__What is being asked__
Please reproduce the entries that follow, keeping each word intact.

__Stored data entries__
--- START ---

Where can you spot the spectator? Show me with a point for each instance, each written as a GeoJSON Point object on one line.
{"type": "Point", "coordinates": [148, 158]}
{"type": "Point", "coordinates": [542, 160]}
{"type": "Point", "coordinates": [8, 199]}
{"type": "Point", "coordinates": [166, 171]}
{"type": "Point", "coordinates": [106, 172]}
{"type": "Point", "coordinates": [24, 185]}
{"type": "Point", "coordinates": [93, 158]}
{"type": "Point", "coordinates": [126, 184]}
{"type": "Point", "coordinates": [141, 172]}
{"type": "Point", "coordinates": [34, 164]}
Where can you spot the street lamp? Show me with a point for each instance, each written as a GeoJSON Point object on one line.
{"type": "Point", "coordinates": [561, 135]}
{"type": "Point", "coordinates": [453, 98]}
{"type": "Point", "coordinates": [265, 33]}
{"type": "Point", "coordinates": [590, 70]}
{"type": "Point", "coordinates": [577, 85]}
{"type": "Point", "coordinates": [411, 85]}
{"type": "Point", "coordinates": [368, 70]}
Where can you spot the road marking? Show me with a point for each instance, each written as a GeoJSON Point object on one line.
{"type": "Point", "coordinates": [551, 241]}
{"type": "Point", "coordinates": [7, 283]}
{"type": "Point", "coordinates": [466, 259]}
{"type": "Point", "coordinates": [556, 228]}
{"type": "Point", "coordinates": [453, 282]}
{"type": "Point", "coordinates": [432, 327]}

--- END ---

__Written answer__
Where can you spot the spectator? Show me with a point for each instance, each written as a GeoJSON Point object on one line.
{"type": "Point", "coordinates": [148, 158]}
{"type": "Point", "coordinates": [542, 160]}
{"type": "Point", "coordinates": [8, 199]}
{"type": "Point", "coordinates": [166, 171]}
{"type": "Point", "coordinates": [106, 172]}
{"type": "Point", "coordinates": [24, 185]}
{"type": "Point", "coordinates": [93, 158]}
{"type": "Point", "coordinates": [126, 184]}
{"type": "Point", "coordinates": [141, 172]}
{"type": "Point", "coordinates": [34, 164]}
Where can you spot the street lamp? Show me with a point for each instance, each written as a GeoJSON Point object on one line.
{"type": "Point", "coordinates": [561, 135]}
{"type": "Point", "coordinates": [453, 98]}
{"type": "Point", "coordinates": [265, 33]}
{"type": "Point", "coordinates": [590, 70]}
{"type": "Point", "coordinates": [577, 85]}
{"type": "Point", "coordinates": [411, 85]}
{"type": "Point", "coordinates": [368, 70]}
Where can you spot the road marking? Show me with a point for each instance, each written as a GeoJSON Point object on one line.
{"type": "Point", "coordinates": [551, 241]}
{"type": "Point", "coordinates": [7, 283]}
{"type": "Point", "coordinates": [466, 259]}
{"type": "Point", "coordinates": [556, 228]}
{"type": "Point", "coordinates": [453, 282]}
{"type": "Point", "coordinates": [432, 327]}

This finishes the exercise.